* **Exercise objective**: Below are the records; collect from them each line containing the string "pixel".

* **Data in this exercise**:
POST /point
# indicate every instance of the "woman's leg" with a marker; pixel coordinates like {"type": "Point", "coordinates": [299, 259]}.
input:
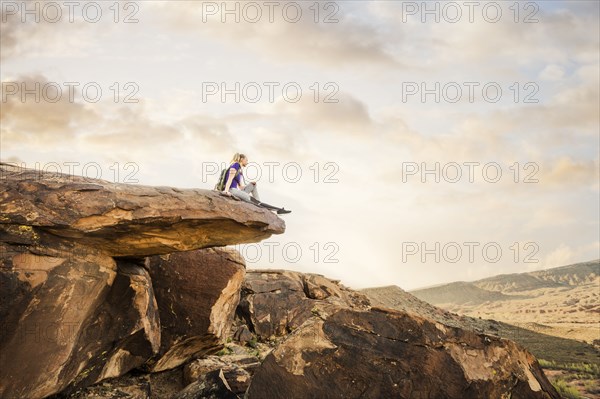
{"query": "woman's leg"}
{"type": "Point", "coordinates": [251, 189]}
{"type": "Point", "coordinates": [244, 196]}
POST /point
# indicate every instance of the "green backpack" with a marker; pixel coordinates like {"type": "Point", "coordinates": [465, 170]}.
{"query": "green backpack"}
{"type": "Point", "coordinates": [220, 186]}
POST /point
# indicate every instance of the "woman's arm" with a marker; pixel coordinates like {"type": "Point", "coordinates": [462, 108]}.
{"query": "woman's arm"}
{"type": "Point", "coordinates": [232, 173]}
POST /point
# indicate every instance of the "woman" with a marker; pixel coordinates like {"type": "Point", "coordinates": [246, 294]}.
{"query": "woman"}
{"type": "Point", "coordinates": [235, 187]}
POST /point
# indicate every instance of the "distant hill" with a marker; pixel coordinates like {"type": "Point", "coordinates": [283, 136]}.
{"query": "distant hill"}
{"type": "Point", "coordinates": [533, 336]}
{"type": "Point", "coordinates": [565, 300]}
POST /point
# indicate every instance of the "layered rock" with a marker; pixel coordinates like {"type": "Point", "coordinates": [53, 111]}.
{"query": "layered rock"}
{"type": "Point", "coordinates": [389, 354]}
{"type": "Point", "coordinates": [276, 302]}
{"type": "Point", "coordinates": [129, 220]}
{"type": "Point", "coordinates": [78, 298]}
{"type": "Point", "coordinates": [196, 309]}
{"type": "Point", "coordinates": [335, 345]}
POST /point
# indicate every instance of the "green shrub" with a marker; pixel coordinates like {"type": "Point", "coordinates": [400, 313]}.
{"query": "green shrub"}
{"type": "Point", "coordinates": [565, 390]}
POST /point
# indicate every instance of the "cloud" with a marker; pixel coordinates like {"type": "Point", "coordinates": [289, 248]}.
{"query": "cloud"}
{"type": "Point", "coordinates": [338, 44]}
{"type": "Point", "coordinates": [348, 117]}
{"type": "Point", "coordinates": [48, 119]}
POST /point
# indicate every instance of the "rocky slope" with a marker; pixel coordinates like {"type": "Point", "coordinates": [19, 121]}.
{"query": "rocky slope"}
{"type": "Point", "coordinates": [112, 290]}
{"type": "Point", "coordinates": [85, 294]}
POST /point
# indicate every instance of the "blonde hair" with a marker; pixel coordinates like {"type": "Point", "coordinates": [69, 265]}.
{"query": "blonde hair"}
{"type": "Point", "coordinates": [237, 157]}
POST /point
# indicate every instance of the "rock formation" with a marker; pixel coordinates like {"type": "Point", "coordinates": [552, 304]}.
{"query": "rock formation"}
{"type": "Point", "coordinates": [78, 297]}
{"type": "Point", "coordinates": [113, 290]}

---

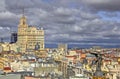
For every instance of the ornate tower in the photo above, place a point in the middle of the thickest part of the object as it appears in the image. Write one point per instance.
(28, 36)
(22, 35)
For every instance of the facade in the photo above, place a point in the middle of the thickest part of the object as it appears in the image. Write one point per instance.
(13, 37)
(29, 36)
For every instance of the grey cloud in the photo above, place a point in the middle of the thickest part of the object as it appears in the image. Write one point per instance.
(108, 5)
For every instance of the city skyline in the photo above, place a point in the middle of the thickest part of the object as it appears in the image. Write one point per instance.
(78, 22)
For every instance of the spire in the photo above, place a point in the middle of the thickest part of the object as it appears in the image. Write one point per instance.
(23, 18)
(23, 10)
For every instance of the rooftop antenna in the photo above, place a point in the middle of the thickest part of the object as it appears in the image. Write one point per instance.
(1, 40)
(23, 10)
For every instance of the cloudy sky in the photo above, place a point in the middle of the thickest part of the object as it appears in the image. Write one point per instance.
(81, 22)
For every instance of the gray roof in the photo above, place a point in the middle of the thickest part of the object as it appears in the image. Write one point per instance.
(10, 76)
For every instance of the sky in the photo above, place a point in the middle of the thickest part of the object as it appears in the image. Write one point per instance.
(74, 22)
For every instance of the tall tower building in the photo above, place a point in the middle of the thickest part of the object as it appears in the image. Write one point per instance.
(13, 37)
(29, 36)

==

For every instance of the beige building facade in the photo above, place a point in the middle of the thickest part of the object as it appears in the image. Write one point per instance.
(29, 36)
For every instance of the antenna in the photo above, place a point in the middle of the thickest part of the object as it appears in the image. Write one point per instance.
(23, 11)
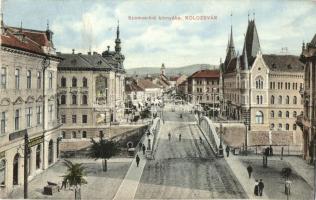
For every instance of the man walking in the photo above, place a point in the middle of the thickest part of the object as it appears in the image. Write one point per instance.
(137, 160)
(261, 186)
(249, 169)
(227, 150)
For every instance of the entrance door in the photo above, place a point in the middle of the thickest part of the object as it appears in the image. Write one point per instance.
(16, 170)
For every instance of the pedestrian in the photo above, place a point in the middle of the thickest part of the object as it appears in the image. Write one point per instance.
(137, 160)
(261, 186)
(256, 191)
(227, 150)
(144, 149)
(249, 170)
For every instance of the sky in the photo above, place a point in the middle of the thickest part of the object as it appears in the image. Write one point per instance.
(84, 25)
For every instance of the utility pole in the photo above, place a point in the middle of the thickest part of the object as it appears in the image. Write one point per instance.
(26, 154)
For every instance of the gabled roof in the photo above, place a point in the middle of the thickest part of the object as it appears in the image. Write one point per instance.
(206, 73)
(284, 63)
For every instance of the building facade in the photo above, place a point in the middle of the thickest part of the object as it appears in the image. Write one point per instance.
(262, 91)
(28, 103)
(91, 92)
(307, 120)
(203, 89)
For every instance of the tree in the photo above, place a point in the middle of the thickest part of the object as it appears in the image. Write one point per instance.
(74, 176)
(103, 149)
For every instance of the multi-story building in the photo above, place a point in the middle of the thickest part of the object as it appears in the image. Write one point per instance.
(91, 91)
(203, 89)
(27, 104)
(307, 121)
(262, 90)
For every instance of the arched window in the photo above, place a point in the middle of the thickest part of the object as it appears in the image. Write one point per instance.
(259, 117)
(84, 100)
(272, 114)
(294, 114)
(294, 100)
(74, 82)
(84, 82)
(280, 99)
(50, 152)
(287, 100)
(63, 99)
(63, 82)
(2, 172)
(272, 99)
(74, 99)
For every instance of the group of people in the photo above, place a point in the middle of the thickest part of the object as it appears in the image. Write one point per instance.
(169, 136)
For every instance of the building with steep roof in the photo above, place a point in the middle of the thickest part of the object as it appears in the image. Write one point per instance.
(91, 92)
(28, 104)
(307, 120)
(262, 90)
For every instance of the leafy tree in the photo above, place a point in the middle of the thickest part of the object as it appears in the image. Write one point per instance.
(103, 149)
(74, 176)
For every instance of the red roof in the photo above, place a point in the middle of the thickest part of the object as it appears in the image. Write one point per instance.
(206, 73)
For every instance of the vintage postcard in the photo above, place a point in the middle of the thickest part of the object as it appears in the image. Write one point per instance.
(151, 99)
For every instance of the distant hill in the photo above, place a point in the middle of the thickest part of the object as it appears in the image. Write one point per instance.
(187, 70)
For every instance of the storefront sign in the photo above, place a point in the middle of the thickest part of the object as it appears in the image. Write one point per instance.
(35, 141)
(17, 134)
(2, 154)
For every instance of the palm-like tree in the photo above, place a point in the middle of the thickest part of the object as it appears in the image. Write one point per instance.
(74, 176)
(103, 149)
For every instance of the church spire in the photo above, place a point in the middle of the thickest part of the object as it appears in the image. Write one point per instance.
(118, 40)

* **Solution to this problem**:
# indicate every instance of the "woman's leg" with a marker; pixel coordinates like {"type": "Point", "coordinates": [299, 259]}.
# indicate every instance of the "green backpack" with a marker; pixel coordinates like {"type": "Point", "coordinates": [465, 170]}.
# indicate every instance of the "woman's arm" with a marker; pixel coordinates like {"type": "Point", "coordinates": [462, 108]}.
# indicate every instance of the "woman" with a marker; pixel coordinates like {"type": "Point", "coordinates": [246, 294]}.
# indicate every instance of the "distant hill" with a marker; pixel coordinates like {"type": "Point", "coordinates": [283, 136]}.
# indicate every instance of the "layered rock" with a marker; pixel coordinates like {"type": "Point", "coordinates": [53, 111]}.
# indicate every instance of the "green shrub" with a marker; pixel coordinates like {"type": "Point", "coordinates": [400, 313]}.
# indicate every instance of the "cloud" with a marker; pixel coordinates like {"type": "Point", "coordinates": [289, 248]}.
# indicate every instance of the "rocky slope" with a marker; pixel coordinates like {"type": "Point", "coordinates": [19, 121]}.
# indicate every instance of the "blonde hair" with a marker; pixel coordinates like {"type": "Point", "coordinates": [69, 265]}.
# indicate every instance of the "rock formation" with a marker; pixel coordinates like {"type": "Point", "coordinates": [552, 304]}.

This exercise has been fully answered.